* **Records to process**
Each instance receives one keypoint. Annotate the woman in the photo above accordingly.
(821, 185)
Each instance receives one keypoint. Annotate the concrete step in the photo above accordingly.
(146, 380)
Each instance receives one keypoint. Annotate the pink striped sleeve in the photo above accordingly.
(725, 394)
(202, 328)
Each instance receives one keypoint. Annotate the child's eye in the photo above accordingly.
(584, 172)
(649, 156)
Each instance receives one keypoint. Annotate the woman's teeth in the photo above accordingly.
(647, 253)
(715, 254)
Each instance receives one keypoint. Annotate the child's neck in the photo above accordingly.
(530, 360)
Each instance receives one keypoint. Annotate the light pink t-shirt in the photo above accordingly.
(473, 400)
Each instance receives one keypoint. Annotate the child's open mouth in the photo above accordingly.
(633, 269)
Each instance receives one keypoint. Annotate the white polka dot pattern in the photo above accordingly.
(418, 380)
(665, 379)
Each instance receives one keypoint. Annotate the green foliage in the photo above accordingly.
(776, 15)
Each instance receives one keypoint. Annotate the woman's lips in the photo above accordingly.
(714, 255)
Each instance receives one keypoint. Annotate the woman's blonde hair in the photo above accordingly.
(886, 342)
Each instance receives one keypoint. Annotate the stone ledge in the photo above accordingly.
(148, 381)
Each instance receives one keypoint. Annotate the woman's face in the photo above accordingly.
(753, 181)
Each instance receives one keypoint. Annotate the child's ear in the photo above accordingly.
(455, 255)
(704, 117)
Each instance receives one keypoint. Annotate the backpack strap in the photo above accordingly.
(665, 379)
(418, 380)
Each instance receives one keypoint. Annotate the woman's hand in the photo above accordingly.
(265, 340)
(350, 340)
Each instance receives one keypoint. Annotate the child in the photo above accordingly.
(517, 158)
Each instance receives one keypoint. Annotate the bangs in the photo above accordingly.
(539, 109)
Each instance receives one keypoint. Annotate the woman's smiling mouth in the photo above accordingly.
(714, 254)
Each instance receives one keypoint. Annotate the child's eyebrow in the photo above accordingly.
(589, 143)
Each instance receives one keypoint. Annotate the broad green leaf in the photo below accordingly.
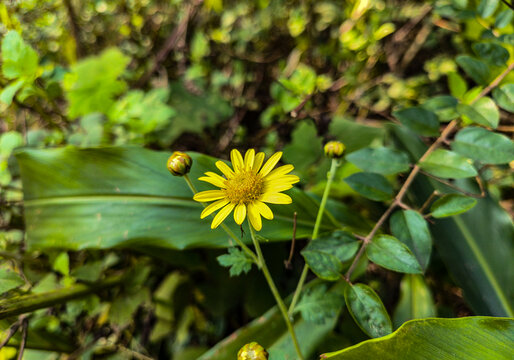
(504, 96)
(452, 204)
(380, 160)
(444, 106)
(457, 85)
(476, 246)
(416, 301)
(447, 164)
(19, 60)
(9, 280)
(367, 310)
(412, 229)
(370, 185)
(475, 69)
(492, 53)
(237, 260)
(125, 196)
(419, 120)
(392, 254)
(93, 83)
(318, 305)
(483, 145)
(467, 338)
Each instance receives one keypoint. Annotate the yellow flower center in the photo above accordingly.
(244, 187)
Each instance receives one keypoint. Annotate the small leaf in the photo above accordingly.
(390, 253)
(475, 69)
(419, 120)
(415, 302)
(448, 165)
(411, 228)
(483, 145)
(492, 53)
(367, 310)
(380, 160)
(317, 305)
(9, 280)
(452, 204)
(237, 260)
(370, 185)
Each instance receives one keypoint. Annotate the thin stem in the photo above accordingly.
(416, 169)
(230, 233)
(319, 217)
(275, 292)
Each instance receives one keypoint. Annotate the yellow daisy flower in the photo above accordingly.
(246, 188)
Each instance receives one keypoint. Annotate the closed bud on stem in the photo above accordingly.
(179, 163)
(334, 149)
(252, 351)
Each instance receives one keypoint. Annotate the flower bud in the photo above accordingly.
(252, 351)
(334, 149)
(179, 163)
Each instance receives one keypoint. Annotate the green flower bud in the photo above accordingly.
(252, 351)
(334, 149)
(179, 163)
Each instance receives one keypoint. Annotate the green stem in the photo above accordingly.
(319, 217)
(275, 292)
(230, 233)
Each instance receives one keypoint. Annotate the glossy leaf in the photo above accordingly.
(447, 164)
(479, 337)
(367, 310)
(483, 145)
(379, 160)
(392, 254)
(125, 196)
(412, 229)
(452, 204)
(416, 301)
(370, 185)
(419, 120)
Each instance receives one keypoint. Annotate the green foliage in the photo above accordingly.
(237, 260)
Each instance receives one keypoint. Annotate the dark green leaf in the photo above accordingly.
(419, 120)
(370, 185)
(415, 302)
(9, 280)
(475, 69)
(412, 230)
(447, 164)
(452, 204)
(484, 145)
(367, 310)
(380, 160)
(479, 337)
(492, 53)
(237, 260)
(390, 253)
(444, 106)
(318, 305)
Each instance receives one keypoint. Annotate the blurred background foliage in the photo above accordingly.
(212, 75)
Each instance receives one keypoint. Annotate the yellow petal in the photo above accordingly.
(240, 213)
(264, 210)
(259, 159)
(276, 198)
(237, 160)
(225, 169)
(280, 171)
(209, 195)
(213, 207)
(249, 158)
(222, 215)
(270, 164)
(255, 217)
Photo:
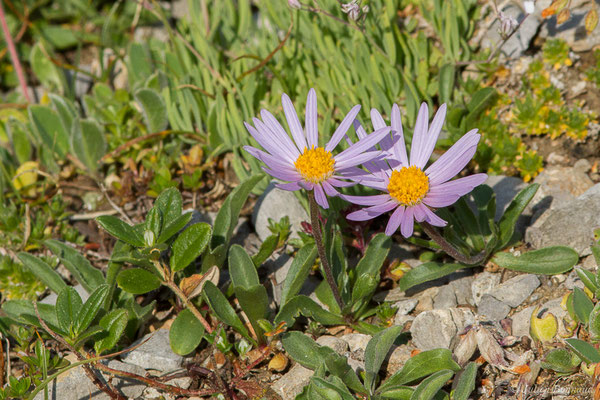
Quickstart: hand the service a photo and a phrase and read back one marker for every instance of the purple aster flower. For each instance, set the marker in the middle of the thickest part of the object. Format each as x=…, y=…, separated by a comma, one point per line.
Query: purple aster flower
x=410, y=189
x=302, y=162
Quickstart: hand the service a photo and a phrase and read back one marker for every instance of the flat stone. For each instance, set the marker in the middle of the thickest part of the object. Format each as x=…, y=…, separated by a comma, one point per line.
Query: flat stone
x=571, y=225
x=482, y=284
x=156, y=353
x=516, y=290
x=338, y=345
x=291, y=384
x=492, y=308
x=75, y=384
x=275, y=204
x=437, y=328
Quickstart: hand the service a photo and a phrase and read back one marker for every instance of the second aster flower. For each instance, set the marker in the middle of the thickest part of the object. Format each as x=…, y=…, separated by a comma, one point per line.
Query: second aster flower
x=410, y=189
x=302, y=162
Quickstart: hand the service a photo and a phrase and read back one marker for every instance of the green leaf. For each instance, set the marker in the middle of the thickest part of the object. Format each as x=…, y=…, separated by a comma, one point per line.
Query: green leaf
x=422, y=364
x=121, y=230
x=68, y=305
x=137, y=281
x=513, y=212
x=186, y=333
x=466, y=382
x=306, y=306
x=561, y=360
x=584, y=350
x=427, y=272
x=582, y=305
x=50, y=129
x=114, y=324
x=375, y=353
x=241, y=268
x=43, y=272
x=431, y=385
x=170, y=204
x=81, y=269
x=547, y=261
x=90, y=309
x=88, y=143
x=219, y=304
x=175, y=226
x=189, y=245
x=298, y=272
x=302, y=349
x=153, y=109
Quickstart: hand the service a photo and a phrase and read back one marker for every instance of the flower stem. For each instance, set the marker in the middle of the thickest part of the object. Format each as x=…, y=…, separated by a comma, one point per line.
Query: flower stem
x=317, y=234
x=448, y=248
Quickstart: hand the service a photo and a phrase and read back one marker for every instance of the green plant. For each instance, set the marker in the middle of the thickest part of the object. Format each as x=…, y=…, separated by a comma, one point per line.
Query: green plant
x=422, y=377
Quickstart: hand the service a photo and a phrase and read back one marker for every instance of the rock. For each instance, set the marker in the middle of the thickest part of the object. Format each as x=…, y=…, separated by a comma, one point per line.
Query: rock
x=51, y=298
x=437, y=328
x=516, y=290
x=156, y=353
x=291, y=384
x=75, y=384
x=492, y=308
x=506, y=188
x=521, y=320
x=518, y=44
x=405, y=306
x=482, y=284
x=572, y=31
x=337, y=344
x=571, y=225
x=275, y=204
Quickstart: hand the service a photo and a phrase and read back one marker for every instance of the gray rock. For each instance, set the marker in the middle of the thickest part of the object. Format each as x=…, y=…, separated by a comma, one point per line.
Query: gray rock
x=437, y=328
x=482, y=284
x=572, y=31
x=520, y=41
x=570, y=225
x=75, y=385
x=492, y=308
x=291, y=384
x=155, y=354
x=276, y=204
x=514, y=291
x=405, y=306
x=51, y=298
x=338, y=345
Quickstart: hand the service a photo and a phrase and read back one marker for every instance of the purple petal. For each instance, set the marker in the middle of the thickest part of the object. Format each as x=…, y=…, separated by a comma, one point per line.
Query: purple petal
x=419, y=136
x=454, y=160
x=311, y=119
x=293, y=122
x=407, y=222
x=432, y=136
x=342, y=128
x=264, y=139
x=276, y=127
x=329, y=190
x=288, y=186
x=291, y=154
x=283, y=175
x=399, y=145
x=386, y=142
x=433, y=219
x=367, y=200
x=358, y=159
x=362, y=145
x=394, y=221
x=273, y=162
x=320, y=197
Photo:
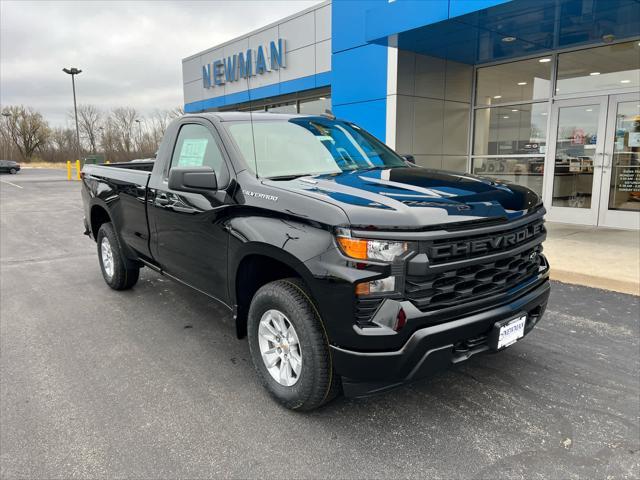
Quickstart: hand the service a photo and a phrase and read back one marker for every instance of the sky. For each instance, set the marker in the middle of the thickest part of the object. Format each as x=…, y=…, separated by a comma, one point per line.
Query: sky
x=130, y=52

* **What is needed**
From the entries above, copy exactly the lines starting at the one with "Each instance receives one keypoint. Annotate the dark" and stopping at the one with "the green leaf.", keeping both ends. Drop the pictures.

* **Response to this exercise**
Each instance receives one keypoint. Annotate the dark green leaf in the photo above accordingly.
(419, 120)
(370, 185)
(415, 302)
(9, 280)
(475, 69)
(412, 230)
(447, 164)
(452, 204)
(484, 145)
(367, 310)
(380, 160)
(479, 337)
(492, 53)
(237, 260)
(390, 253)
(444, 106)
(318, 305)
Each instance receives one keypoint. Annotate the blurred background foliage in the photo above accordingly.
(212, 75)
Each instance receives one keypoint. Annotate the yellow petal in the photo above accordingly.
(240, 213)
(264, 210)
(259, 159)
(276, 198)
(237, 160)
(225, 169)
(280, 171)
(209, 195)
(213, 207)
(249, 158)
(222, 215)
(270, 164)
(255, 217)
Photo:
Quickstart: hand the service a photo and a phrase and read back one marker for every instance of the purple aster flower. For each instance, set the marker in the middle of the thickest part of the object. Format each as x=…, y=…, separated by a comma, one point per line.
Query: purple aster flower
x=410, y=189
x=302, y=162
Quickstart: hand the service a photo and a phrase and read back one marker for every instance of the flat stone. For each instance, set the marker in the middle of the thickest part of the object. Format each as x=…, y=…, separated by a comma, one point per line.
Query: flat stone
x=571, y=225
x=482, y=284
x=156, y=353
x=516, y=290
x=338, y=345
x=291, y=384
x=492, y=308
x=75, y=384
x=275, y=204
x=437, y=328
Quickstart: hand the service a photo and a phrase and read back one marker for every instance of the second aster flower. For each instance, set the marker in the middle of the thickest part of the object. Format each as x=…, y=…, separated by a comma, one point per line.
Query: second aster flower
x=410, y=189
x=302, y=162
Quickstart: hand the service a photo and a phrase and read back one marker for every instance of the green leaf. For each instance, set the marker in the middle of the thickest part of the object. Format each as x=…, y=…, separated by a comma, one point per line.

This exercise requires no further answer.